● Aim: Return the full material exactly.

(begin)

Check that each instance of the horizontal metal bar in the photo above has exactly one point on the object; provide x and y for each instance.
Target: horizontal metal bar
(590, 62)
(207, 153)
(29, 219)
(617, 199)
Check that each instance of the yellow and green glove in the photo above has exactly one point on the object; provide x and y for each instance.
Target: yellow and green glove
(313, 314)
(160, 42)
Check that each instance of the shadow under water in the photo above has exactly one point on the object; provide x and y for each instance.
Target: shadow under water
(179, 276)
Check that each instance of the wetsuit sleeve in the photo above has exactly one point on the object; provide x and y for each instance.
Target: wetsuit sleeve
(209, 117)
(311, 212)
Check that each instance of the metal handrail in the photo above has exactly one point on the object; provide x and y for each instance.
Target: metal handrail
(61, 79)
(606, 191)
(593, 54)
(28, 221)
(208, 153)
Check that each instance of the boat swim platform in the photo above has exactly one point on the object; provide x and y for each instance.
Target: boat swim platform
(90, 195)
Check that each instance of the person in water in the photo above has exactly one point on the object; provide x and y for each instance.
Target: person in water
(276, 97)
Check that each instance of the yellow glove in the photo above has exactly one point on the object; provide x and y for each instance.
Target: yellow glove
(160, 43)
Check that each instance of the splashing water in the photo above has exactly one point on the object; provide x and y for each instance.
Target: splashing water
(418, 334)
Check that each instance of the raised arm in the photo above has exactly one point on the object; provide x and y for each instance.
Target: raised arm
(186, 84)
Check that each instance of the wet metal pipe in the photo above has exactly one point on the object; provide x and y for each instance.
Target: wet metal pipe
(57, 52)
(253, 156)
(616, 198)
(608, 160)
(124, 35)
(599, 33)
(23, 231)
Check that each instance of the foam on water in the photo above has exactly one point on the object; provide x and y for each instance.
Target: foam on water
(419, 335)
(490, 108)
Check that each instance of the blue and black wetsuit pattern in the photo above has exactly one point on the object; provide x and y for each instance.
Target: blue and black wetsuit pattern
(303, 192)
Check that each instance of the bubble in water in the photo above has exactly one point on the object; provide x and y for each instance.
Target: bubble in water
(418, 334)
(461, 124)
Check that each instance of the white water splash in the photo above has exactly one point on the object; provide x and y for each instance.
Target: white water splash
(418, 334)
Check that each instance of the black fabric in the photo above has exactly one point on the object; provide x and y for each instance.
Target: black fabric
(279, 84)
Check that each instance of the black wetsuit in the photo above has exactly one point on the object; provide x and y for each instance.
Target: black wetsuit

(end)

● Task result:
Check that each instance of the horizontal metal bar in the photo above has exactly one point on the object; provide x and y for each instance.
Target: horizontal metal bar
(590, 62)
(207, 153)
(29, 219)
(617, 199)
Check that each instance of the yellow and green glove in the photo above has exactly one point on the object; provide x and y for each instance.
Target: yellow and green glove
(313, 314)
(160, 42)
Check that each instance of the shadow under water in the photo above has exactly one point on the object; provide x and y for each instance.
Target: shadow under water
(179, 276)
Check that each instance of the wetsuit sleeve in the photo above has exactly one point on the object; provide x and y for each instance.
Target: wetsuit sleeve
(209, 117)
(311, 212)
Check that each instance of the metal handrail in the photo above has exactly one point on the object; provide x and y for each instance.
Target: metal handrail
(61, 79)
(606, 191)
(593, 54)
(28, 221)
(208, 153)
Check that each instance of the boat swim platform in the photo above has exactly one point on the object; provide x and y for each instance.
Target: boat swim platform
(90, 195)
Check that each instance of the person in water in the photo above has exactly one point on the object; provide x and y for each instance.
Target: person in water
(276, 97)
Check that each instance of the yellow glove in the photo above has exactly one point on the object; provide x and y for each instance.
Target: yellow glove
(160, 43)
Check that each instance of the splashing water in the photo above has exactly one point on the object; provide x and y for each instance.
Target: splashing water
(418, 334)
Check that each instance of the raised arm in the photo above has exactly one point on the object; provide x and y for each instance.
Target: raised arm
(186, 84)
Check that each instance of the wet metal pipe in the photo above has exactly one point on the object; provide x and y for each instance.
Target: wet metal pipe
(57, 52)
(253, 156)
(616, 198)
(608, 160)
(124, 35)
(599, 33)
(23, 231)
Check that each instance of the foam on water in the photo above has exactly one point on the object; provide x and y for each instance.
Target: foam on water
(419, 335)
(490, 108)
Check that each instance of the blue and black wetsuit pattern in the photo above has exactly one point on the object; provide x and y for each instance.
Target: blue and black wetsuit pattern
(303, 192)
Check that each instance of the bubble in water in the photo above has exactly one point on the object; provide x and y for each instance.
Target: bubble in water
(418, 334)
(461, 124)
Check that each instance of the white water splash in the photo above has exactly one point on the object; provide x and y for each instance.
Target: white water splash
(418, 334)
Check that each instance of the black fabric in the photo above has exactly one point on the object; provide x and y for each instance.
Target: black fabric
(279, 84)
Check that each instance of the black wetsuit in the photo above has exactly one point on the object; provide x and y for each instance.
Target: black wetsuit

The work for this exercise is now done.